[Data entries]
--- --- ---

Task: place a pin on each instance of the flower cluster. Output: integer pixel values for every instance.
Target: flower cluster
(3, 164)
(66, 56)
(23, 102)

--- --- ---

■ **What is asked**
Return all the data exactly as given.

■ **Response below**
Task: place a pin on each instance of the flower cluster. Output: integer pixel values for every instance.
Target: flower cluster
(3, 164)
(66, 56)
(23, 102)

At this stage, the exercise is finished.